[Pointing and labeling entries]
:::

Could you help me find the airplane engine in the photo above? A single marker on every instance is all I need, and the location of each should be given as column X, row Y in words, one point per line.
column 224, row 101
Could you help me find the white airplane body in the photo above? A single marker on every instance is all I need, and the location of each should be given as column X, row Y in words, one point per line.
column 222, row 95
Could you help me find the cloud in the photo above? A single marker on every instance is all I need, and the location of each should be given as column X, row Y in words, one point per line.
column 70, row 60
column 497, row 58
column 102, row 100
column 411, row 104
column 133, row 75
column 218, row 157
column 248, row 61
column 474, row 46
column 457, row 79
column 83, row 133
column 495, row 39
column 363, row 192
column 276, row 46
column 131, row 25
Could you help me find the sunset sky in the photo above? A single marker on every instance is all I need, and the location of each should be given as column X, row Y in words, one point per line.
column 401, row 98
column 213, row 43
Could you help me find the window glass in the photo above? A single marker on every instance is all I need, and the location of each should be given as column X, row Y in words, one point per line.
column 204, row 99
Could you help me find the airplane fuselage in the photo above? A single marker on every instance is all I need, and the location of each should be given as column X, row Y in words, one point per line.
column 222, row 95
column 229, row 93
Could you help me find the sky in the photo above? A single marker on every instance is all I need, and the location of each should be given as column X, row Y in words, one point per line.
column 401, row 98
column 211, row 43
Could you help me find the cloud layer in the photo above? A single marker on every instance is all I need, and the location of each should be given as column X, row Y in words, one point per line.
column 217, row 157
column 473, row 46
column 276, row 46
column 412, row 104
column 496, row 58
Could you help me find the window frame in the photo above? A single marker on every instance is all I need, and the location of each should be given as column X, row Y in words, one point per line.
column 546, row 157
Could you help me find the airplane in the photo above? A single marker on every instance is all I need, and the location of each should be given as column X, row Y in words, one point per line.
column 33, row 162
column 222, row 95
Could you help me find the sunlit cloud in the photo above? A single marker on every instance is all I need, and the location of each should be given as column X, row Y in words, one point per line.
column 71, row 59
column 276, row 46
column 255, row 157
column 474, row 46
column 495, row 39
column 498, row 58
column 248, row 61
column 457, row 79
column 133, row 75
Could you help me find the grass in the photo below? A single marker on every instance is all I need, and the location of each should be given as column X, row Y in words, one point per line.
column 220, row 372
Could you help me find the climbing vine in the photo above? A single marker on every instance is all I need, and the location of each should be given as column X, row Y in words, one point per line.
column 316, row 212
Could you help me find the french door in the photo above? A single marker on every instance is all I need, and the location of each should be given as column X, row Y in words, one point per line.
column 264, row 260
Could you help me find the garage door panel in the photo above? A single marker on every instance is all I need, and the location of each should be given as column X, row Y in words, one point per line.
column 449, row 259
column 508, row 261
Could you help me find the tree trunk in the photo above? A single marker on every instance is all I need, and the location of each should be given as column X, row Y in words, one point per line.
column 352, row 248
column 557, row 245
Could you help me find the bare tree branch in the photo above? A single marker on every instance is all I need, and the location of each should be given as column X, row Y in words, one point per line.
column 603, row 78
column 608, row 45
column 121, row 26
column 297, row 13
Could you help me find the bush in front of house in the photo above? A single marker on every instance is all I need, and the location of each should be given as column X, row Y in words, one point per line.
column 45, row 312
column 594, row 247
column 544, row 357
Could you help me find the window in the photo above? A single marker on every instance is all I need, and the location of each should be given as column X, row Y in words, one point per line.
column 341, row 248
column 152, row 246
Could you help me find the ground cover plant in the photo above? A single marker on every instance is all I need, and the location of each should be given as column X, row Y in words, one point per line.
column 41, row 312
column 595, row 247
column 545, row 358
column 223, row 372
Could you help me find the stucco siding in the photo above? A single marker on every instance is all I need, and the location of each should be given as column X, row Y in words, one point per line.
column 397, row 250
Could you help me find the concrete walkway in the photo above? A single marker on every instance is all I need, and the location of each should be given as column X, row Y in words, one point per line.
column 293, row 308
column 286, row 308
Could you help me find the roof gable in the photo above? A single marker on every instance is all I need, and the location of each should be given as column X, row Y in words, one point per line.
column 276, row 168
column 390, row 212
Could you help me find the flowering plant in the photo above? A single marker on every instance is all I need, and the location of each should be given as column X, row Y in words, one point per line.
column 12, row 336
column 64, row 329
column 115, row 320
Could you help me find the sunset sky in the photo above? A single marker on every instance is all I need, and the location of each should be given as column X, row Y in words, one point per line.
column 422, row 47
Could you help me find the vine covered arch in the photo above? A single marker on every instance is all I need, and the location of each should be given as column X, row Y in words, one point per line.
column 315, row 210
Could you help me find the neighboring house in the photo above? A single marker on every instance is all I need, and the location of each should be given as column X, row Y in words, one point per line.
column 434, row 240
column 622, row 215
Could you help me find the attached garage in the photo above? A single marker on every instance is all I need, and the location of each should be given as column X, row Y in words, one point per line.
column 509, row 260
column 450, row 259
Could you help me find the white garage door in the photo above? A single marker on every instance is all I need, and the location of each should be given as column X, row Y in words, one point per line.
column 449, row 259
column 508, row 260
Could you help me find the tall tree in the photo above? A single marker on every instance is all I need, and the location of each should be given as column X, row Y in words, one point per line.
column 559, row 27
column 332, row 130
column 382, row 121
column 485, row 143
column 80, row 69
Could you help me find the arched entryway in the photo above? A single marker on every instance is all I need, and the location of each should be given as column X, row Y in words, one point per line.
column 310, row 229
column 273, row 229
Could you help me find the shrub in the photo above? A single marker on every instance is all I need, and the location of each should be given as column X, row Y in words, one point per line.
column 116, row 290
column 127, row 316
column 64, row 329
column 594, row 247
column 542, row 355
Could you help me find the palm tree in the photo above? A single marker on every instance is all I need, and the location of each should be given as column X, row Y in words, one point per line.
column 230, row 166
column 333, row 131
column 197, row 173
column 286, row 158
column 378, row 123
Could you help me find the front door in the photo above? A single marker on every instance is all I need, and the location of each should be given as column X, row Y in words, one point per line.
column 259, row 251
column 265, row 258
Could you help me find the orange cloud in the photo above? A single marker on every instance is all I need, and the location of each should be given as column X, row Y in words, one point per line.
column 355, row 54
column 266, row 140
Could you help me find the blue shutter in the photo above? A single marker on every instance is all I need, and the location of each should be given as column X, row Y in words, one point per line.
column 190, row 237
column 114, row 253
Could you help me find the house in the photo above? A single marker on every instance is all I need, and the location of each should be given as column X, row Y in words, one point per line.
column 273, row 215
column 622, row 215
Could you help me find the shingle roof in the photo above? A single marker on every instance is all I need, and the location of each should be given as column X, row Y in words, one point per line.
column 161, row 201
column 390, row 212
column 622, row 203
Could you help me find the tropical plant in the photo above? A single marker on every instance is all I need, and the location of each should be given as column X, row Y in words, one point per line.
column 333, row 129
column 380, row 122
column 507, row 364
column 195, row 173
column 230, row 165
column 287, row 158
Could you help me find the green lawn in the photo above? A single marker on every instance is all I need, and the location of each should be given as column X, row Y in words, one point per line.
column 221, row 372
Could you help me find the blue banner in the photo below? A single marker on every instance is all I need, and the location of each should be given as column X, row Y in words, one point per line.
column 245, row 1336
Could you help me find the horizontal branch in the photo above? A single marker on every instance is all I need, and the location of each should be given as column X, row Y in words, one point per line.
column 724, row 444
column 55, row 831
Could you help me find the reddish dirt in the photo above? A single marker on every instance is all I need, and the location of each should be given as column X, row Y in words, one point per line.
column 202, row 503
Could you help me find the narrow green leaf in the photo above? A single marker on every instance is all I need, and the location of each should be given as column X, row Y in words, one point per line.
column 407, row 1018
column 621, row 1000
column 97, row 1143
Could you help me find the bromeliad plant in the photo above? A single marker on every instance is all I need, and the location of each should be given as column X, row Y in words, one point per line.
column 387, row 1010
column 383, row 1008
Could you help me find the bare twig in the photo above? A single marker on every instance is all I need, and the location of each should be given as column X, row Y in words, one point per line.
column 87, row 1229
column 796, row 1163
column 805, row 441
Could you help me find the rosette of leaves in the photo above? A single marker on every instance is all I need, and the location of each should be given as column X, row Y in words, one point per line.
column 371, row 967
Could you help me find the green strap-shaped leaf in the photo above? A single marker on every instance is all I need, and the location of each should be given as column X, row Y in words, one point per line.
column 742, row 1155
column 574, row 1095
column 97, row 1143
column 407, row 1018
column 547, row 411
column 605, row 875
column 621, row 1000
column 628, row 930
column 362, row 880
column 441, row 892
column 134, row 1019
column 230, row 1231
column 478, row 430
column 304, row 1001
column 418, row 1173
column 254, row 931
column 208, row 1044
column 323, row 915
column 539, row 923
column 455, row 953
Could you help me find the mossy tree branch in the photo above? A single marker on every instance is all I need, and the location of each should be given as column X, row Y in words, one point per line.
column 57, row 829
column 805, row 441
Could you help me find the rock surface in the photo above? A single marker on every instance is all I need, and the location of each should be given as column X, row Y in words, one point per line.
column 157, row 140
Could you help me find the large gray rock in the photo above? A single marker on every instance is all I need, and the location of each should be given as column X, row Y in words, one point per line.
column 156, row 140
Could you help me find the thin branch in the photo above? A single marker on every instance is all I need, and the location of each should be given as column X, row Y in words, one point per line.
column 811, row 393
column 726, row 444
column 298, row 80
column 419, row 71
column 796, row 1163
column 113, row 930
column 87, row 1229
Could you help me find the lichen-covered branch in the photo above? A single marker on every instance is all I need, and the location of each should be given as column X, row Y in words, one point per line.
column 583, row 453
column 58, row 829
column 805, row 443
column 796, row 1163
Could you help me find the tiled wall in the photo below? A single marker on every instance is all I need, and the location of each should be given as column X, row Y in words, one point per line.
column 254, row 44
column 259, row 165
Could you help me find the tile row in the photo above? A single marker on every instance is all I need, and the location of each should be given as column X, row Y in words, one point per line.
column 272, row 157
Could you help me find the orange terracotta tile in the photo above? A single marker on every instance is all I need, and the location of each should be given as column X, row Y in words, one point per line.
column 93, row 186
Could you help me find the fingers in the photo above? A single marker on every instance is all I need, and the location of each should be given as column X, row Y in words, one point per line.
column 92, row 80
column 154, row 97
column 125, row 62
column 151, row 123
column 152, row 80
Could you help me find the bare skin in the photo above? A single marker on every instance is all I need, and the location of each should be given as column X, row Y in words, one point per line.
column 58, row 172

:::

Give again the lines from the line holding "Could you help me find the lichen-covered" through the close of the listing, both included, exactly as written and with nothing else.

_Solution to the problem_
Could you help me find the lichen-covered branch in the photo above? A single marker on every instance is all I need, and the location of each should be given as column X, row Y in words, one point per line.
column 583, row 453
column 58, row 829
column 805, row 443
column 796, row 1163
Could you help me find the tiled wall in the photo below? A single marker on every instance is all I need, and the location of each should be given as column X, row Y in words, one point per line.
column 254, row 44
column 259, row 165
Could you help me find the tile row in the photo above? A single marker on every instance is all I need, and the location of each should be given as column X, row Y in words, one point per line.
column 272, row 157
Could you help me find the orange terracotta tile in the photo above? A single marker on every instance is all I need, and the location of each should be given as column X, row Y in words, one point per line.
column 93, row 186
Could you help me find the fingers in the photo above? A single marker on every instance is all I need, and the location of each should be given as column X, row Y in words, one point per line.
column 92, row 80
column 154, row 97
column 125, row 62
column 151, row 123
column 152, row 80
Could you help me find the bare skin in the photo above? A single marker on every instance is all I need, and the location of each should be given as column X, row Y in words, one point per line.
column 58, row 172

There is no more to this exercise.